* Start *
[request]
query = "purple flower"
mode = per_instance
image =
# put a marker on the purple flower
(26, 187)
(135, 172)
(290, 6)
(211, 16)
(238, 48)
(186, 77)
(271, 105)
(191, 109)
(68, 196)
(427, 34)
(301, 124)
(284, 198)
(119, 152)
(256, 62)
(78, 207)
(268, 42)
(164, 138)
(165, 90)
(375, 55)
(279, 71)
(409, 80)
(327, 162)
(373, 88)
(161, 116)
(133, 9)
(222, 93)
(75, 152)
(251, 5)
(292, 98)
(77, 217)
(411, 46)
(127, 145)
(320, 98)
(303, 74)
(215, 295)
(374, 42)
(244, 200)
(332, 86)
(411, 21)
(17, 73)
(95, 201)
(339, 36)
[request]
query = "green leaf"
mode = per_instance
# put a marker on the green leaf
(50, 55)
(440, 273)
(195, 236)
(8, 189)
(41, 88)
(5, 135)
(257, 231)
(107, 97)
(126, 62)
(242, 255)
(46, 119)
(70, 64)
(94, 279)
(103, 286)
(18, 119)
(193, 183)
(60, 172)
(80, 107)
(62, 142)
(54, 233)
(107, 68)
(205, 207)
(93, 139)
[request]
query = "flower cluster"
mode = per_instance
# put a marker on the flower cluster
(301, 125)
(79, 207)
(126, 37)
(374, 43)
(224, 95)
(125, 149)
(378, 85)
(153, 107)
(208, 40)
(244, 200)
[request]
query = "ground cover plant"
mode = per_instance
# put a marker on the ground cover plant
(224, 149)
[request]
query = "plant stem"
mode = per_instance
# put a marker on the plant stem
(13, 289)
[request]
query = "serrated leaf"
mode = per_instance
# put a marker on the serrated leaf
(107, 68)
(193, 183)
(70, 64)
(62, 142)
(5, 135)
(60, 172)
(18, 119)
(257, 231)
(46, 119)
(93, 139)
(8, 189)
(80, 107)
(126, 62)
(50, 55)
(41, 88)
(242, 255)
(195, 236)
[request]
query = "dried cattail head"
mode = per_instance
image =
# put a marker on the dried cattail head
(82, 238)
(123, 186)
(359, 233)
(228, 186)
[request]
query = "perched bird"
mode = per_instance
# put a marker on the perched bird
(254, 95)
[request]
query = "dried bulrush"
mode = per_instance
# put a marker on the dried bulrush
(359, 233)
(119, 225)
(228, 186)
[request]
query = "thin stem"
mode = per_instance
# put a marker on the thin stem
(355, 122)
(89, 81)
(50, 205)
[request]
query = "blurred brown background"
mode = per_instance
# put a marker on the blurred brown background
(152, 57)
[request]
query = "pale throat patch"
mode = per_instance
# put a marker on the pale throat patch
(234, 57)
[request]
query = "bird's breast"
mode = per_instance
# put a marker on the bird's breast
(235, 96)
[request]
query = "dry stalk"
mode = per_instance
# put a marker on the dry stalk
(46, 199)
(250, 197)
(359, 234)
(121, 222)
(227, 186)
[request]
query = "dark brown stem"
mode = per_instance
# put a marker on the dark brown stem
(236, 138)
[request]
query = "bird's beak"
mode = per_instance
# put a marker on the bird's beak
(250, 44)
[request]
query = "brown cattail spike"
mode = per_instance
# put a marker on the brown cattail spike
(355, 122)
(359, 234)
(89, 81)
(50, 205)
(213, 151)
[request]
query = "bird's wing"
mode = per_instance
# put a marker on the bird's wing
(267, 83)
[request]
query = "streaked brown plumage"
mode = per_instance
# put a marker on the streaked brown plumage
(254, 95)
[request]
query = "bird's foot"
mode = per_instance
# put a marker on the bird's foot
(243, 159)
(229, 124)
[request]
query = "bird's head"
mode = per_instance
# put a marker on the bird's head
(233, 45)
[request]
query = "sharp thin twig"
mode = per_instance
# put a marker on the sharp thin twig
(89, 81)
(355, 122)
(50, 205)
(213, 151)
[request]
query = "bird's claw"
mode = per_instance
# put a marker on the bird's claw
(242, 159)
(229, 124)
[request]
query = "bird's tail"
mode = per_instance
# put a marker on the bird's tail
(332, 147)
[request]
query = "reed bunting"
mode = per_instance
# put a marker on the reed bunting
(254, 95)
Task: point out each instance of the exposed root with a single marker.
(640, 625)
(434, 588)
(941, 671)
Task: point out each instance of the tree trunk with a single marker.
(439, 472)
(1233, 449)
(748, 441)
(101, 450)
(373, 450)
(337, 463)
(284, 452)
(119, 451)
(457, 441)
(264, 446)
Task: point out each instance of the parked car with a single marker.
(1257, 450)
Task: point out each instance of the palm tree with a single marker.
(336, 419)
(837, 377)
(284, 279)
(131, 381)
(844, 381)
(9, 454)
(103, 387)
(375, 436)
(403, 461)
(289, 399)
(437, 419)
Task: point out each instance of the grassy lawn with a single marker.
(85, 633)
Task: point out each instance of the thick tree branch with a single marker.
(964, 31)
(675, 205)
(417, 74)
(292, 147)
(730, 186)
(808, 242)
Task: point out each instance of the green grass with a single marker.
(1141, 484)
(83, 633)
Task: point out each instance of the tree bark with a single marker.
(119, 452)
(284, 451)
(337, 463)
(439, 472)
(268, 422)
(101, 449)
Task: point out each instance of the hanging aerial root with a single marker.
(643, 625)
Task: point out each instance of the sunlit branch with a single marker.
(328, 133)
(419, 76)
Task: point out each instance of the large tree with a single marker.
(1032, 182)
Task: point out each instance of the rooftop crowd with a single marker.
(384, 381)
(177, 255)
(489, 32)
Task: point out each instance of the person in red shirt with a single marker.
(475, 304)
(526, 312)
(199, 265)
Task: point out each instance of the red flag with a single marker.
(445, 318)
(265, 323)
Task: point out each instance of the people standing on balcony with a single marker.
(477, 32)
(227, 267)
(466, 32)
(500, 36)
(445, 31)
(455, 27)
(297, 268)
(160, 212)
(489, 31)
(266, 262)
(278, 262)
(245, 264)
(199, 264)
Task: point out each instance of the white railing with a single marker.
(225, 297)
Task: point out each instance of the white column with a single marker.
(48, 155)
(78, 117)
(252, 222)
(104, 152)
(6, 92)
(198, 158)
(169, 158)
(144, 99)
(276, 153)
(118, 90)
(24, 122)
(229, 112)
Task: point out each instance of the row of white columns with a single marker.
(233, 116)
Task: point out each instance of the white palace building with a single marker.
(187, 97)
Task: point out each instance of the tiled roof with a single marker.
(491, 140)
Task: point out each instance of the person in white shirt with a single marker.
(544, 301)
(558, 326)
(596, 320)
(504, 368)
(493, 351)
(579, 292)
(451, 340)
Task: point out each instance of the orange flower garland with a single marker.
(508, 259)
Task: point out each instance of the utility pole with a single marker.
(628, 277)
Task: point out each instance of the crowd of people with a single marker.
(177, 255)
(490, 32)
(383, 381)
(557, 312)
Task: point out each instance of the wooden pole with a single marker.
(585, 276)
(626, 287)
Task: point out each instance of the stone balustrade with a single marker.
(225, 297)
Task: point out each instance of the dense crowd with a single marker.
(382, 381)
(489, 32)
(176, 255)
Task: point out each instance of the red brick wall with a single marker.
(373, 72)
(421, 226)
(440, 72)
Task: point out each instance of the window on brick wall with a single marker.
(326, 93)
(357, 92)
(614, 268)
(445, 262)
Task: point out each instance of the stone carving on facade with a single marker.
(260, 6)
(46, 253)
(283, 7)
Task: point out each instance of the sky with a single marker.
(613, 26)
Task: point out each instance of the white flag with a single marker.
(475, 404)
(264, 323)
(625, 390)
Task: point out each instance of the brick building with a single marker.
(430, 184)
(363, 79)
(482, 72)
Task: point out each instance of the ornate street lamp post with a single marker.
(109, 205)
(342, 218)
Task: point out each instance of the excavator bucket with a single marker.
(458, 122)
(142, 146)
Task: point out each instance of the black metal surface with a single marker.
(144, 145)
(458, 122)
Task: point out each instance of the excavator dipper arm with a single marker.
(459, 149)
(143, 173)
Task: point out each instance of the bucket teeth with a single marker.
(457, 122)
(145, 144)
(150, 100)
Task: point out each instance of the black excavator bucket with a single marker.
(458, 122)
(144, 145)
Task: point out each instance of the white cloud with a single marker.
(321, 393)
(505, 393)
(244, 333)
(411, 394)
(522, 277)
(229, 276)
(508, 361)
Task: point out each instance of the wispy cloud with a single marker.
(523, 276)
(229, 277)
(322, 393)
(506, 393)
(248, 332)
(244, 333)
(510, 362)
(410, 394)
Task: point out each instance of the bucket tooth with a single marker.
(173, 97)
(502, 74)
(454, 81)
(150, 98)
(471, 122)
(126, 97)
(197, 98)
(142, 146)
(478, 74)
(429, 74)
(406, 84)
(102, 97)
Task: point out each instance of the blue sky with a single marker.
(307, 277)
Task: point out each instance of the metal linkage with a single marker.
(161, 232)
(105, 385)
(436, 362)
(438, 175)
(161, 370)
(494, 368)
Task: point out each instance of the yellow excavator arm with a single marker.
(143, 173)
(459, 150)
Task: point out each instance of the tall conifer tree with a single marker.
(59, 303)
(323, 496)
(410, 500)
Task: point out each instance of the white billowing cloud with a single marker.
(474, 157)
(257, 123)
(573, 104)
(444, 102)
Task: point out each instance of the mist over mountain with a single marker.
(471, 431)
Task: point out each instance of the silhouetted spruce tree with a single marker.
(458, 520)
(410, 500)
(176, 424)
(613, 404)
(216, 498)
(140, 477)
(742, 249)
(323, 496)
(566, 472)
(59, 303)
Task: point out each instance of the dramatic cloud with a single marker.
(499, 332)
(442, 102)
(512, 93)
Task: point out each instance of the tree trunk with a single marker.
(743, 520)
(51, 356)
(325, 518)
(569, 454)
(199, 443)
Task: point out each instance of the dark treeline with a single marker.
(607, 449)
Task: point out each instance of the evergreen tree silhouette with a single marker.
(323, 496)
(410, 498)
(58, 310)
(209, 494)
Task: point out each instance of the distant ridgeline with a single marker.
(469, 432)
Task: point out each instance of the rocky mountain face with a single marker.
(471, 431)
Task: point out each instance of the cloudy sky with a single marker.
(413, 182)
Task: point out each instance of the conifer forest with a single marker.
* End *
PROBLEM DETAILS:
From the line with "Task: point out each instance of the dramatic" to the last line of the material, give every line again exactly, and only those lines.

SOLUTION TO THE EXERCISE:
Task: point out each instance of the dramatic cloud with a single marker.
(499, 332)
(442, 102)
(512, 93)
Task: point out each instance of the tree trunk with a single marker.
(743, 520)
(51, 356)
(325, 518)
(569, 454)
(199, 443)
Task: point out each instance of the dark treeline with a single marker.
(607, 449)
Task: point out each instance of the evergreen tree silhouette with a single marker.
(323, 496)
(410, 498)
(58, 310)
(209, 494)
Task: point out each instance of the distant ridgeline with a single marker.
(469, 432)
Task: point out each instance of the rocky mountain face with a single marker.
(471, 431)
Task: point out each instance of the cloudy sky with a single marker.
(413, 182)
Task: point out each instance of the conifer forest with a single marker.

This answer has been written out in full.